- _TASK TO COMPLETE_
Scan the records below for the line containing "Locate the metal countertop" and the line containing "Target: coarse bran flakes". Copy both, plus every line between, exactly.

- _THE INPUT_
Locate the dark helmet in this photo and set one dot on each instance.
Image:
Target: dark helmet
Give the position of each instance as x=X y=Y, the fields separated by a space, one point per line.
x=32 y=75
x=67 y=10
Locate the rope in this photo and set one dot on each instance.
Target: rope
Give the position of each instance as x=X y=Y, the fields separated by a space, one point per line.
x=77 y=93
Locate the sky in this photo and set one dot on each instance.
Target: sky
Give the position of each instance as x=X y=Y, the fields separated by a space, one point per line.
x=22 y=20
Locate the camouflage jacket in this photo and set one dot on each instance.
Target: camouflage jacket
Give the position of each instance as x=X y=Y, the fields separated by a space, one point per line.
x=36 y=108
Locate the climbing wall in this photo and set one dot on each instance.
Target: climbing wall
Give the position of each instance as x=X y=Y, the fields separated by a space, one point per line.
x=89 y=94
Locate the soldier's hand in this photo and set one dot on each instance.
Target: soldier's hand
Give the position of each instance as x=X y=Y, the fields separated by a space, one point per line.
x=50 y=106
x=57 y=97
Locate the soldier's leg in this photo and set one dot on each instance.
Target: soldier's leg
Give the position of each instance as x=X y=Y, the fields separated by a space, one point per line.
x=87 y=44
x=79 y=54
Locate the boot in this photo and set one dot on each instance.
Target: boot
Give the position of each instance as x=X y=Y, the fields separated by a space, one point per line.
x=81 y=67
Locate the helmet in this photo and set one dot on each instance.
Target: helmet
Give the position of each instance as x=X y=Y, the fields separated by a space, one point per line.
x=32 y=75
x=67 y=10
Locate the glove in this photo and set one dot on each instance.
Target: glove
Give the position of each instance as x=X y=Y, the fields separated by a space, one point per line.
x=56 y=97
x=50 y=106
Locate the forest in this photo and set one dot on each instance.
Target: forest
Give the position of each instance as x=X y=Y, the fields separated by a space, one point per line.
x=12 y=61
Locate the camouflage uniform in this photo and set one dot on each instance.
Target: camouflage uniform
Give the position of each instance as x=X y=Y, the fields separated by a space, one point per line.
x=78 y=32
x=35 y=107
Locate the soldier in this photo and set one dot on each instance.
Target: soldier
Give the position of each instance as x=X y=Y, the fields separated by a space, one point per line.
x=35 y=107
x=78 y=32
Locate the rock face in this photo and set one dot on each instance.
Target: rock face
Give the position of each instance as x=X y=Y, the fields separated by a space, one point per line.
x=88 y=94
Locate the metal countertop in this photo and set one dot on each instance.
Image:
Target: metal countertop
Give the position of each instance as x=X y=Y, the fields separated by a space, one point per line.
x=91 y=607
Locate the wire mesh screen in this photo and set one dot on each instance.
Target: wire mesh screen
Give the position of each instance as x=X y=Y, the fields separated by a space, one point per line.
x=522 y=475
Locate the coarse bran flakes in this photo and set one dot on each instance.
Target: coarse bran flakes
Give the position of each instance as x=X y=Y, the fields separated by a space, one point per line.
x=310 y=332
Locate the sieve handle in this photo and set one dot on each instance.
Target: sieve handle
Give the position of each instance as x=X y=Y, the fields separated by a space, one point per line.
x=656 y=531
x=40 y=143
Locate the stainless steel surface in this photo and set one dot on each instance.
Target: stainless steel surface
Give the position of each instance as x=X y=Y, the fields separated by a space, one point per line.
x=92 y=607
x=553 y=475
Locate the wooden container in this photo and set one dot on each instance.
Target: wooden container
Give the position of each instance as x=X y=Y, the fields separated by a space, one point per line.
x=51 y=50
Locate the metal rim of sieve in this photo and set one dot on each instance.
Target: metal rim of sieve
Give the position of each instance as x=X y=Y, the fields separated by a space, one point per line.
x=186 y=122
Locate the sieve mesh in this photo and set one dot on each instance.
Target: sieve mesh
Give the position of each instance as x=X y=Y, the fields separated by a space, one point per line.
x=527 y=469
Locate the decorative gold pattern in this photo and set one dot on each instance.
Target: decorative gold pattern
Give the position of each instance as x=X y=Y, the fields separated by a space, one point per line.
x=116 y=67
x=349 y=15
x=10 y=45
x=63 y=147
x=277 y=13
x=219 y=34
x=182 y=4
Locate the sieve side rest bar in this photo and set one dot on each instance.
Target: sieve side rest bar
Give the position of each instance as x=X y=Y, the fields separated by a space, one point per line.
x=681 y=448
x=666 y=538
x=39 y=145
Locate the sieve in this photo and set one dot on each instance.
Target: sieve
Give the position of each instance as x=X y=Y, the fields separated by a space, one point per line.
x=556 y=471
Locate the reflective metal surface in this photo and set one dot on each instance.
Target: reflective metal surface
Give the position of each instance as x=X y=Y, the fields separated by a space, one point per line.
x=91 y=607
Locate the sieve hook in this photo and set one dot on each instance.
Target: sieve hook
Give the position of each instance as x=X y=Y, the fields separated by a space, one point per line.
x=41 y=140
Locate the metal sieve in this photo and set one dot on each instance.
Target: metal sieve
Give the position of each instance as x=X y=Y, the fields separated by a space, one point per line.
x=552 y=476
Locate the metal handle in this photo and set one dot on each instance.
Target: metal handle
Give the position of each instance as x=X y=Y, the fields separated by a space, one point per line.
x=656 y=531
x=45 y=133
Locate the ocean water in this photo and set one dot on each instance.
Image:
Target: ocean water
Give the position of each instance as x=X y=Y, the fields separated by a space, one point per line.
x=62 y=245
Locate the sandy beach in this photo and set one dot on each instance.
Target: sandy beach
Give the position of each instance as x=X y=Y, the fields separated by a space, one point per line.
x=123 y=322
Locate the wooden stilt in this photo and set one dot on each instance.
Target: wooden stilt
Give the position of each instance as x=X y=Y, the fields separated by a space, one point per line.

- _RESPONSE TO THIS EXERCISE_
Locate the metal countertop in this photo and set one dot on each instance.
Image:
Target: metal countertop
Give the position of each instance as x=X y=Y, the fields separated by a space, one point per line.
x=91 y=607
Locate the wire mesh screen in this photo and set one dot on each instance.
Target: wire mesh screen
Give the position of each instance as x=X y=Y, the fields separated by a space, one point per line.
x=522 y=475
Locate the coarse bran flakes in this photo and set one dot on each instance.
Target: coarse bran flakes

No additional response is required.